**What the task asks**
Please copy out the lines below word for word, leaving out the pictures.

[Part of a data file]
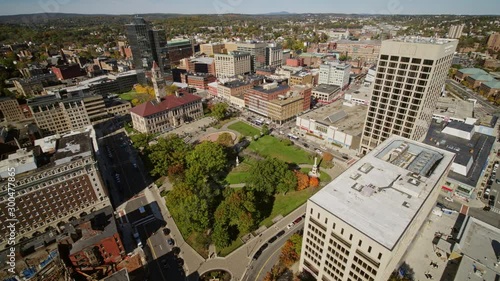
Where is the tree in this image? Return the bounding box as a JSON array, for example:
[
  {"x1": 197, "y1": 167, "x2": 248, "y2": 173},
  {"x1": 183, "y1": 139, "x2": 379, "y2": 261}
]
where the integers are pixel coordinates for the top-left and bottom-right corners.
[
  {"x1": 217, "y1": 133, "x2": 233, "y2": 147},
  {"x1": 212, "y1": 102, "x2": 227, "y2": 120},
  {"x1": 322, "y1": 151, "x2": 333, "y2": 162},
  {"x1": 309, "y1": 177, "x2": 319, "y2": 187},
  {"x1": 260, "y1": 124, "x2": 270, "y2": 135},
  {"x1": 295, "y1": 171, "x2": 309, "y2": 190},
  {"x1": 186, "y1": 141, "x2": 228, "y2": 177},
  {"x1": 130, "y1": 133, "x2": 154, "y2": 149},
  {"x1": 149, "y1": 134, "x2": 191, "y2": 176}
]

**Output of the task**
Where is the tree in this image? Return the bounding box as a JSON array, for example:
[
  {"x1": 197, "y1": 167, "x2": 248, "y2": 173},
  {"x1": 183, "y1": 139, "x2": 379, "y2": 261}
]
where the integers are pixel coordinates for the top-left and bottom-right corners.
[
  {"x1": 217, "y1": 133, "x2": 233, "y2": 147},
  {"x1": 212, "y1": 102, "x2": 227, "y2": 120},
  {"x1": 322, "y1": 151, "x2": 333, "y2": 162},
  {"x1": 309, "y1": 177, "x2": 319, "y2": 187},
  {"x1": 260, "y1": 124, "x2": 270, "y2": 135},
  {"x1": 295, "y1": 171, "x2": 309, "y2": 190},
  {"x1": 186, "y1": 141, "x2": 228, "y2": 177},
  {"x1": 130, "y1": 133, "x2": 154, "y2": 149},
  {"x1": 149, "y1": 134, "x2": 191, "y2": 176}
]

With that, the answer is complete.